* **Aim of the task**
Copy the stretch of the Newport New Year's Eve article from "A year on, and" through "way into town.", reproducing it word for word.

A YEAR ago tonight, Newport was much quieter than in previous years, due to coronavirus-enforced lockdown measures.

New Year’s Eve in 2021/22 was a muted affair in the city.

It was a tale of two cities either side of the Severn last year, as Wales and England’s approaches to the coronavirus pandemic led to very different scenes on New Year’s Eve.

Revellers in Newport were few and far between – with some pub owners even taking the decision to not open at all, perhaps in anticipation of lower footfall.

That is because the Welsh response to the wave of the Omicron variant at the time had been to take new, targeted measures against businesses, including hospitality.

A year on, and the city doesn’t seem to have quite got back to pre-pandemic levels of revelry.

The streets were largely empty this evening.

However, this may have been down to the grim weather, as well as factors such as the cost of living crisis.

Pubs and bars in the city centre were serving patrons, but there was not the buzz or bustle there had been in the city pre-coronavirus on New Year’s Eve.

At time of writing, getting a table in a city centre pub should not prove too difficult. 

However, the night is still young and many may wait until after the Saturday shift has concluded to make their way into town.

One man, who did not want to be named, said that he was “having a quiet one this year”.

He said that he’d had “quiet ones” the last few years due to coronavirus, but that “the change of pace had been nice, I might do this every year now”.

* **Input data**
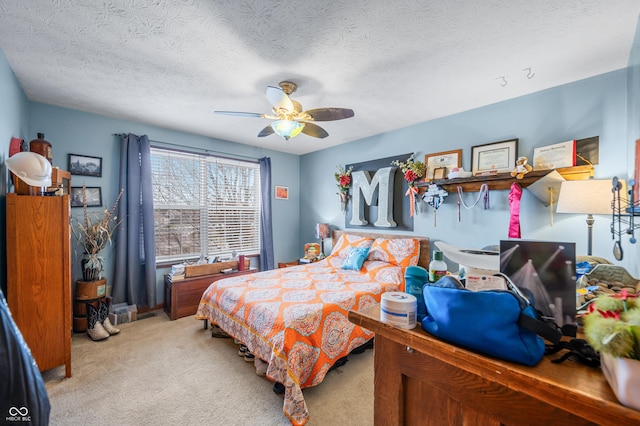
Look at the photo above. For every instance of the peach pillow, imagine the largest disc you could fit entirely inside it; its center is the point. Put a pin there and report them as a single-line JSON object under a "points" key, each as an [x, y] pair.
{"points": [[397, 251], [344, 244]]}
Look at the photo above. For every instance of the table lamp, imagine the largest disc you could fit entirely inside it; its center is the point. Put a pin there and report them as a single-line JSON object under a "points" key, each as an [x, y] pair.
{"points": [[590, 196], [322, 232]]}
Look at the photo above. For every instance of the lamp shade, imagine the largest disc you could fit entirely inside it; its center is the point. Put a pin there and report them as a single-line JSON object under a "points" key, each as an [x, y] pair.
{"points": [[322, 230], [590, 196], [287, 128]]}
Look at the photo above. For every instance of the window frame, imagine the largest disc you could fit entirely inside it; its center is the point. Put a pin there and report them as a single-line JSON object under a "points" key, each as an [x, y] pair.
{"points": [[232, 204]]}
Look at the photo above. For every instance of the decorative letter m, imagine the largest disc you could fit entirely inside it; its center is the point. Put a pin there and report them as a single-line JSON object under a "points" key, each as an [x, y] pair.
{"points": [[362, 182]]}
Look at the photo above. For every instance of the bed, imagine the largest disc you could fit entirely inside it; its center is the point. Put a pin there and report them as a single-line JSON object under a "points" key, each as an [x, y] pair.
{"points": [[296, 318]]}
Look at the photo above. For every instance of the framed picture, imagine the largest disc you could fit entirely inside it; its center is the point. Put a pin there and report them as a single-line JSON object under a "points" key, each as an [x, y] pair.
{"points": [[492, 158], [94, 196], [439, 173], [85, 165], [282, 192], [446, 159]]}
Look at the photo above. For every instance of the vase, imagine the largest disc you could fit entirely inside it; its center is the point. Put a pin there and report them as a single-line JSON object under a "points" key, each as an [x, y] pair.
{"points": [[91, 266], [343, 201], [623, 375]]}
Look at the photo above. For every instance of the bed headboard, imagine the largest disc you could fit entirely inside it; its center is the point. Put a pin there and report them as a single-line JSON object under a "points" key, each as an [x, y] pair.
{"points": [[424, 258]]}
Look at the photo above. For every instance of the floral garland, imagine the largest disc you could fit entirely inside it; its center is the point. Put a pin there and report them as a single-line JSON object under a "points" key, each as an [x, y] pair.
{"points": [[412, 170], [343, 177]]}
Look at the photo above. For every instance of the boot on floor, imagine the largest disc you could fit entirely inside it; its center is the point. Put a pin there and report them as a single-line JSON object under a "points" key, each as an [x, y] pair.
{"points": [[104, 316], [95, 330]]}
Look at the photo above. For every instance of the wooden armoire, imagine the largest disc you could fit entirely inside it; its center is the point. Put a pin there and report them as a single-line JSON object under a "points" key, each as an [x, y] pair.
{"points": [[39, 275]]}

* **Answer to this problem**
A year on, and the city doesn’t seem to have quite got back to pre-pandemic levels of revelry.

The streets were largely empty this evening.

However, this may have been down to the grim weather, as well as factors such as the cost of living crisis.

Pubs and bars in the city centre were serving patrons, but there was not the buzz or bustle there had been in the city pre-coronavirus on New Year’s Eve.

At time of writing, getting a table in a city centre pub should not prove too difficult. 

However, the night is still young and many may wait until after the Saturday shift has concluded to make their way into town.